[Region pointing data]

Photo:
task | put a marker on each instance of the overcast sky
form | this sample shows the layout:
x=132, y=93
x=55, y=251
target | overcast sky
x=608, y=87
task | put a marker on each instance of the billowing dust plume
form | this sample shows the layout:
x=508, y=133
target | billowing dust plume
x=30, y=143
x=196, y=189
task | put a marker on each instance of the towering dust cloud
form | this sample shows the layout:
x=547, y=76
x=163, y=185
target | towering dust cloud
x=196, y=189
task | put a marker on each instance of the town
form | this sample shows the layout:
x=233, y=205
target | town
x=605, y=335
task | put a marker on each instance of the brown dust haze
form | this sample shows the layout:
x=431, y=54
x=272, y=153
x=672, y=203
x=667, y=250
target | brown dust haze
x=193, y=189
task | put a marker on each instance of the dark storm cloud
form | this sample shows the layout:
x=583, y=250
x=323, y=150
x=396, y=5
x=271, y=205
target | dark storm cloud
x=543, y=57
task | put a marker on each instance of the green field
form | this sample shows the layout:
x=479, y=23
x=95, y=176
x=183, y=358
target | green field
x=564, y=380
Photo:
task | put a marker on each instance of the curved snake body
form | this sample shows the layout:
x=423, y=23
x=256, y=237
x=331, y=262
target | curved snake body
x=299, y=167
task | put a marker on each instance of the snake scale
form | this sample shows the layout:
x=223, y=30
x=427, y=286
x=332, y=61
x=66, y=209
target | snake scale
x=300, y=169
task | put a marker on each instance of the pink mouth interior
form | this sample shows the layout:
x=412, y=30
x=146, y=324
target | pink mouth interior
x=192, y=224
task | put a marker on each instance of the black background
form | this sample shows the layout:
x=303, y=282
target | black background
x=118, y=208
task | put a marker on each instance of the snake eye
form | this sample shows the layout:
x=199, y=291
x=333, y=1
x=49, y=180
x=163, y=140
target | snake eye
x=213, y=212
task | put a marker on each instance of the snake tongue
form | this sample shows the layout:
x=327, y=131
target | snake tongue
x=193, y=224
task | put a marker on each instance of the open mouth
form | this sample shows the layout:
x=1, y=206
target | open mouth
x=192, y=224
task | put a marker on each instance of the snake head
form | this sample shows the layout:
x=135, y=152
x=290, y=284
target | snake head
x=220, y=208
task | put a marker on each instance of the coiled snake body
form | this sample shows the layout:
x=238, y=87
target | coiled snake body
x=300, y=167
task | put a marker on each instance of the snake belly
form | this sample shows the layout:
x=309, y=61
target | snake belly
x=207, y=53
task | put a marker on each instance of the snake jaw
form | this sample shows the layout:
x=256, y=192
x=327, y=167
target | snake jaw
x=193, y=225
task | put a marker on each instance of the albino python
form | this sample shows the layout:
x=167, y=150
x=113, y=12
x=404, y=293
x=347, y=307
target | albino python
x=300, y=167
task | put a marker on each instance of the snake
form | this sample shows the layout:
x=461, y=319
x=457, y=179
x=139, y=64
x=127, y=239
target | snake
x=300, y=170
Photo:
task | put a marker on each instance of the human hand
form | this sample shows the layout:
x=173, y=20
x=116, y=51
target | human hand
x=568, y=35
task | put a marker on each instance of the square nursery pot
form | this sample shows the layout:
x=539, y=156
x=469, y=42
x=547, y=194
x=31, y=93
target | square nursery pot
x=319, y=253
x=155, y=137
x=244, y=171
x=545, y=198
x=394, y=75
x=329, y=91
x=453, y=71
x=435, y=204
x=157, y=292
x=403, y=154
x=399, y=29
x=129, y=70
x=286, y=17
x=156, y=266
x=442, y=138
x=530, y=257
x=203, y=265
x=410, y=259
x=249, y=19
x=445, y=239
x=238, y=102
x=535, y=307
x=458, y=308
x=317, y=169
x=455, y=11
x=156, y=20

Work request: Taking the line with "task | put a marker on each instance of the black" as the first and the line with "x=167, y=150" as the last, retype that stretch of the data above exactly, with no other lines.

Problem solution:
task | put a marker on each instance of the black background
form | this sample shows the layout:
x=303, y=282
target | black background
x=118, y=208
task | put a marker on each instance of the snake eye
form | this sample shows the layout:
x=199, y=291
x=333, y=1
x=49, y=180
x=163, y=140
target | snake eye
x=213, y=212
task | put a marker on each instance of the snake tongue
form | this sample shows the layout:
x=327, y=131
target | snake tongue
x=193, y=224
task | put a marker on each instance of the open mouth
form | this sample shows the layout:
x=1, y=206
target | open mouth
x=192, y=224
task | put a marker on each instance of the snake head
form | this sample shows the layout:
x=135, y=152
x=290, y=284
target | snake head
x=220, y=208
task | put a marker on each instance of the coiled snake body
form | this sample shows the layout:
x=238, y=87
target | coiled snake body
x=300, y=167
task | put a marker on each instance of the snake belly
form | this sample shows the layout:
x=309, y=61
target | snake belly
x=207, y=53
task | put a marker on each instance of the snake jaw
form | this sample shows the layout:
x=256, y=192
x=327, y=167
target | snake jaw
x=193, y=225
task | put a marker on each instance of the albino python
form | this sample shows the layout:
x=167, y=150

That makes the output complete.